KAPAK – Sarsılmaz Kalemiz: Uhuvvet

“Müminler ancak kardeştir…” (Hucûrat, 10)
İman, tüm müminleri birbirine kardeş yapan en kuvvetli bağdır. Bu bağ, temeli toprak olan sıhrî kardeşlikten daha kuvvetlidir. Her birliktelikte olduğu gibi İslam kardeşliğinin de sorumlulukları vardır. Rabbine itaat şuurunda olan her mümin bu sorumlulukların farkına varıp, hayatının merkezine İslam kardeşliğini yerleştirme gayreti içerisinde olmalıdır. Mümin, din kardeşini devamlı surette hatırlamalı, dualarında ona yer ayırmalı, arada ne kadar mesafe olursa olsun ona olan muhabbetini her zaman diri tutmalıdır.
Bu sebeple mümin, kan kardeşliğinden daha ulvi bir yere sahip olan İslam kardeşini hiçbir karşılık beklemeden sadece Allah için sevmeli, bu sevginin yansımasını kalbinin ulvi derinliklerinde hissetmelidir. Kalbî muhabbet, İslam kardeşliğini bütün zorluklara, sıkıntılara rağmen her zaman diri tutmaktadır. Kalbî muhabbetten ve samimiyetten uzak beraberlikler ise en ufak bir sarsıntıda kaybolup gitmektedir.

Verilen Malzeme:
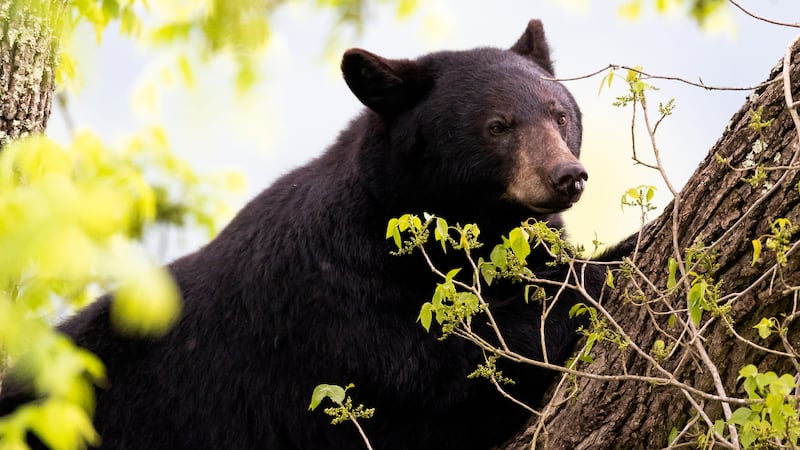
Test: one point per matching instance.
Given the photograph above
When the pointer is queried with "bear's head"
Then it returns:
(487, 126)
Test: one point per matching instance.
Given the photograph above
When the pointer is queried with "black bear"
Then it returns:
(301, 289)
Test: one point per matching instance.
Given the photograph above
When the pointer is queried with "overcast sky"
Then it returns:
(303, 104)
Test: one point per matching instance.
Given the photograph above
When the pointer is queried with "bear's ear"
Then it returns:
(533, 45)
(386, 86)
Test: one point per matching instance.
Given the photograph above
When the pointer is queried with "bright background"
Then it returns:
(303, 103)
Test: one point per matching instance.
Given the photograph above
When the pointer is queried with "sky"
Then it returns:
(302, 103)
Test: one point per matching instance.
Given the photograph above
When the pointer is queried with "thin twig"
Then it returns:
(764, 19)
(649, 76)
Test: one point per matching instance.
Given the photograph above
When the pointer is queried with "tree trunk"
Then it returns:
(726, 213)
(28, 56)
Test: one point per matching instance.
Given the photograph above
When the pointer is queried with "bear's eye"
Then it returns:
(497, 128)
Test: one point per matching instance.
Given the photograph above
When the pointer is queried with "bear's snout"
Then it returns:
(569, 180)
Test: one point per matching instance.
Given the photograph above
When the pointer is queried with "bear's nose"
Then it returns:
(569, 180)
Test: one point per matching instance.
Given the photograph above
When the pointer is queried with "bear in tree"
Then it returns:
(301, 287)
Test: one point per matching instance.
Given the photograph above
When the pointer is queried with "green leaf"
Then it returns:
(488, 271)
(518, 241)
(740, 416)
(756, 250)
(393, 231)
(426, 316)
(719, 426)
(577, 310)
(765, 379)
(610, 278)
(764, 327)
(441, 233)
(673, 268)
(451, 274)
(323, 391)
(695, 297)
(499, 257)
(748, 371)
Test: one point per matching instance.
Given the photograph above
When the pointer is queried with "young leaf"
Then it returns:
(673, 267)
(518, 239)
(426, 316)
(740, 416)
(610, 279)
(323, 391)
(756, 250)
(764, 327)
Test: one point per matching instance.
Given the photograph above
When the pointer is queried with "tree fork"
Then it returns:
(727, 213)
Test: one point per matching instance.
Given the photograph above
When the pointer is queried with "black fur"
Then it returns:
(301, 289)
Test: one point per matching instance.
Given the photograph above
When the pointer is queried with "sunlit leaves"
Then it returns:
(146, 303)
(69, 220)
(773, 417)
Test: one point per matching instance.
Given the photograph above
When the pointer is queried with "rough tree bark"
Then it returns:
(717, 205)
(28, 56)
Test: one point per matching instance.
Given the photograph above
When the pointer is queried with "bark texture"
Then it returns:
(28, 57)
(717, 205)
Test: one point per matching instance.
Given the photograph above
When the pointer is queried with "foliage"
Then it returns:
(343, 410)
(690, 300)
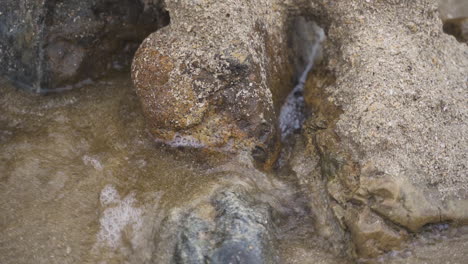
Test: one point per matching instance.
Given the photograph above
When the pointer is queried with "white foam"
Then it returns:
(90, 161)
(292, 114)
(116, 218)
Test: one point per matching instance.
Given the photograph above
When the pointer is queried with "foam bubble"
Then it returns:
(116, 218)
(90, 161)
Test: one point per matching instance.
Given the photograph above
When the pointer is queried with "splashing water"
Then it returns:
(292, 114)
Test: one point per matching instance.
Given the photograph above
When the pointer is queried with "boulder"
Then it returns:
(48, 46)
(216, 76)
(389, 120)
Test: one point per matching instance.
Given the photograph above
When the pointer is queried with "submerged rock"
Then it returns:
(390, 124)
(49, 45)
(232, 227)
(217, 75)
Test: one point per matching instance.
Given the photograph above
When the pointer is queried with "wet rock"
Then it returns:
(51, 45)
(216, 76)
(454, 14)
(231, 228)
(371, 235)
(388, 120)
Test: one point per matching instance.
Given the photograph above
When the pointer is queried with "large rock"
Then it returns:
(50, 45)
(216, 76)
(390, 120)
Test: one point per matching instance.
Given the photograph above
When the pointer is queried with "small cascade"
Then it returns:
(293, 113)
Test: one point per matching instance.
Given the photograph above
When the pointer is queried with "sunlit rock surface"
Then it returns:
(48, 46)
(215, 77)
(391, 130)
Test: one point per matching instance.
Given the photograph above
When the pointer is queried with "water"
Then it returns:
(293, 111)
(81, 181)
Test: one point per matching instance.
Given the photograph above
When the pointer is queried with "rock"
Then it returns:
(231, 228)
(217, 75)
(371, 235)
(48, 46)
(454, 14)
(389, 119)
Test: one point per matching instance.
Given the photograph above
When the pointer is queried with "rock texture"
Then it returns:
(390, 120)
(216, 76)
(51, 45)
(231, 226)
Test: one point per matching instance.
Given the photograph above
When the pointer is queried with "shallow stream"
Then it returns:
(81, 181)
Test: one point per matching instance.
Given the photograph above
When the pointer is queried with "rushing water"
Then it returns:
(81, 181)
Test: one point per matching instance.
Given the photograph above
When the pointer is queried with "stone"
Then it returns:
(230, 228)
(48, 46)
(216, 77)
(388, 124)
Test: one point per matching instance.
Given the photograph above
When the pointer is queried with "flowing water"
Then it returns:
(81, 181)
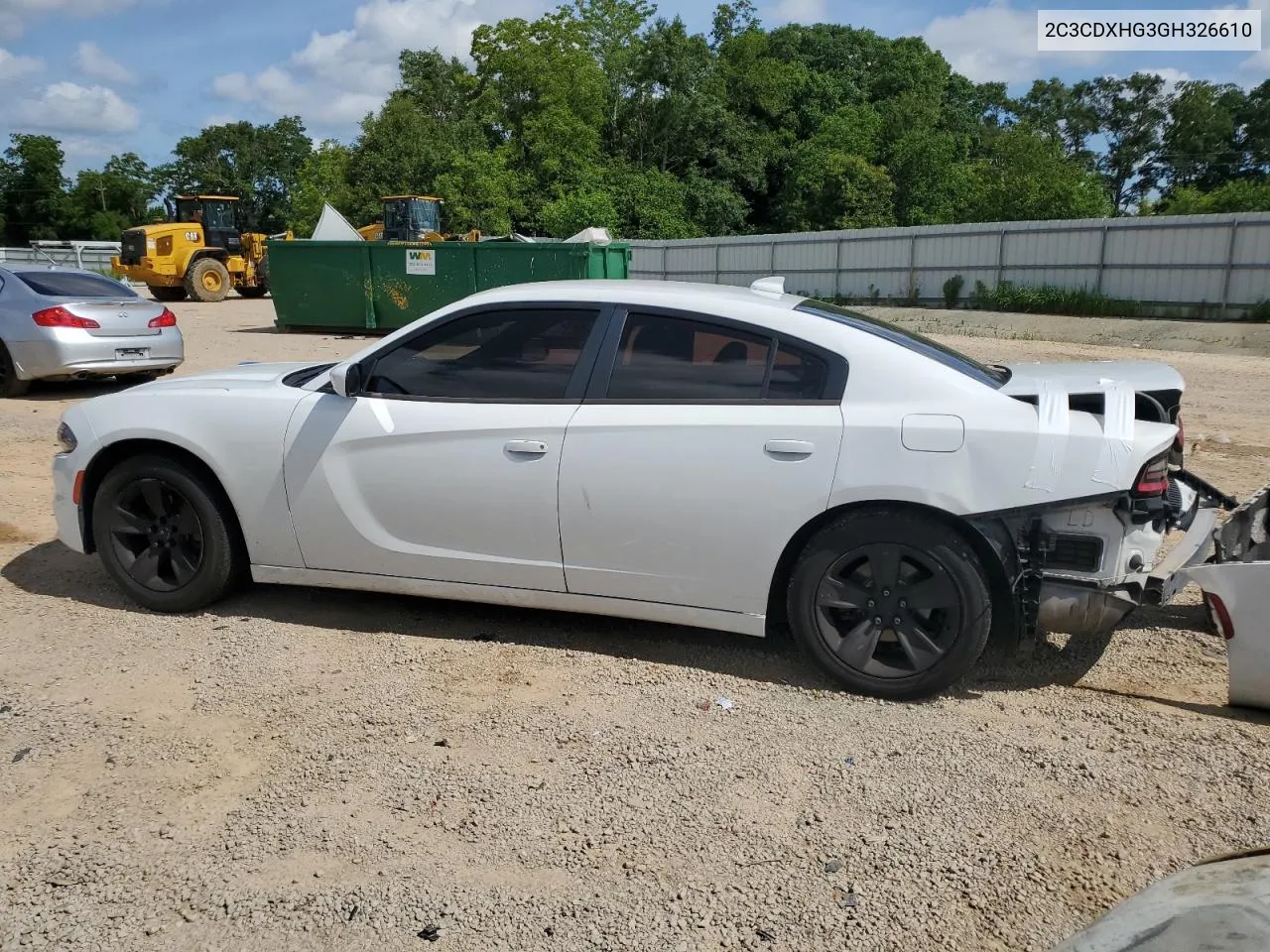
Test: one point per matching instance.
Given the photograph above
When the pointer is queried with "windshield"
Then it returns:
(73, 285)
(209, 214)
(993, 376)
(414, 216)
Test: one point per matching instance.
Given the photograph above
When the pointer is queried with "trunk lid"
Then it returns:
(121, 317)
(1157, 386)
(1091, 377)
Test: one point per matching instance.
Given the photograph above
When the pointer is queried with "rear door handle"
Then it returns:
(789, 447)
(526, 447)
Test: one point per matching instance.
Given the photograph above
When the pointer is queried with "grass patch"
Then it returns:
(1047, 298)
(1259, 312)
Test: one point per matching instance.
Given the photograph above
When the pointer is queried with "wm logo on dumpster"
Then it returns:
(420, 261)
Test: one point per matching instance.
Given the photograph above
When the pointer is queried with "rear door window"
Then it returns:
(508, 354)
(666, 358)
(73, 285)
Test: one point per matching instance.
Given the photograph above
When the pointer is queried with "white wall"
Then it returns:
(1191, 261)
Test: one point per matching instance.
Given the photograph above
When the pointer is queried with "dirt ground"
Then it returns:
(335, 771)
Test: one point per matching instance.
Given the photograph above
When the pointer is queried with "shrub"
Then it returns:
(1259, 312)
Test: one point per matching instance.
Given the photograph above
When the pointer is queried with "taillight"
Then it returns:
(1220, 616)
(1153, 479)
(62, 317)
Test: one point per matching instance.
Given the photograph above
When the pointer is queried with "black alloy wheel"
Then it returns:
(157, 535)
(890, 603)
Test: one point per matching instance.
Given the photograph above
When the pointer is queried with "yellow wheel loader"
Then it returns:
(200, 254)
(412, 218)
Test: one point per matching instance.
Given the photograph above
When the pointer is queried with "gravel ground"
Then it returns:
(334, 771)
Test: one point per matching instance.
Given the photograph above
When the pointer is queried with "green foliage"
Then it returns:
(1052, 299)
(1259, 312)
(601, 112)
(35, 202)
(1239, 195)
(1025, 178)
(321, 179)
(259, 164)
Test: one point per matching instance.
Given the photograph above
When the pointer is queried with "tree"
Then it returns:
(1062, 113)
(35, 200)
(483, 191)
(321, 179)
(107, 202)
(1254, 122)
(1202, 144)
(829, 188)
(1026, 178)
(258, 164)
(1239, 195)
(1130, 114)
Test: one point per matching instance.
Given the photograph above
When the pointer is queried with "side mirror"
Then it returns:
(345, 379)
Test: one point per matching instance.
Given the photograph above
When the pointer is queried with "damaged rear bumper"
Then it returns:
(1076, 607)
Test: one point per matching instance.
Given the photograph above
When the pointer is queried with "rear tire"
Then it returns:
(207, 281)
(167, 295)
(167, 536)
(890, 603)
(10, 386)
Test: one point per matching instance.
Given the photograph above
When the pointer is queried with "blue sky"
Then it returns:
(135, 75)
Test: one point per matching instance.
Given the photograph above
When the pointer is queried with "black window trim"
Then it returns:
(575, 388)
(606, 362)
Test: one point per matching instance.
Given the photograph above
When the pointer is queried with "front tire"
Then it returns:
(10, 385)
(207, 281)
(166, 535)
(890, 603)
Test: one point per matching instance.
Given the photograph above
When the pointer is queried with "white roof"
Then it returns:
(661, 294)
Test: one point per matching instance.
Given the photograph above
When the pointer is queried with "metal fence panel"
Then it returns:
(1174, 263)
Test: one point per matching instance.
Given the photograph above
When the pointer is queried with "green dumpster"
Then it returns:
(384, 286)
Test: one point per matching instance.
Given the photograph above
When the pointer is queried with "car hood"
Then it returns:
(1091, 377)
(241, 376)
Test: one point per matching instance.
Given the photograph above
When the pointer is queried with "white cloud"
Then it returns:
(68, 107)
(996, 44)
(340, 76)
(14, 14)
(93, 61)
(14, 67)
(798, 12)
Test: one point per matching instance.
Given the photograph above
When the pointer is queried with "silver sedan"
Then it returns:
(70, 324)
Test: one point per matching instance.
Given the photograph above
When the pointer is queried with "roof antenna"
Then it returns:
(770, 286)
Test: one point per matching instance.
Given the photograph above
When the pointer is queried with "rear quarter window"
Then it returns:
(73, 285)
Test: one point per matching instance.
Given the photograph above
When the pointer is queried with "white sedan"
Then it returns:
(729, 458)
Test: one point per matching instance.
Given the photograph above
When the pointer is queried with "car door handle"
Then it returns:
(789, 447)
(526, 447)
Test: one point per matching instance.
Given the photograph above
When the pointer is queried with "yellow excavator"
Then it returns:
(200, 254)
(412, 218)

Yapılacak Görevler:
a: İslam kardeşliği metninin "İman, tüm müminleri" ifadesinden "zaman diri tutmalıdır." ifadesine kadar olan bölümünü, "mesafe" kelimesini "uzaklık" ile değiştirerek yeniden yazar mısın?
b: Kayıtların kaç satırında "foam" kelimesi geçiyor? Yalnızca sayıyı ver.
Metin ile kayıtlar birbirinden bağımsızdır.

Görev Sonuçları:
a:
İman, tüm müminleri birbirine kardeş yapan en kuvvetli bağdır. Bu bağ, temeli toprak olan sıhrî kardeşlikten daha kuvvetlidir. Her birliktelikte olduğu gibi İslam kardeşliğinin de sorumlulukları vardır. Rabbine itaat şuurunda olan her mümin bu sorumlulukların farkına varıp, hayatının merkezine İslam kardeşliğini yerleştirme gayreti içerisinde olmalıdır. Mümin, din kardeşini devamlı surette hatırlamalı, dualarında ona yer ayırmalı, arada ne kadar uzaklık olursa olsun ona olan muhabbetini her zaman diri tutmalıdır.

b: 2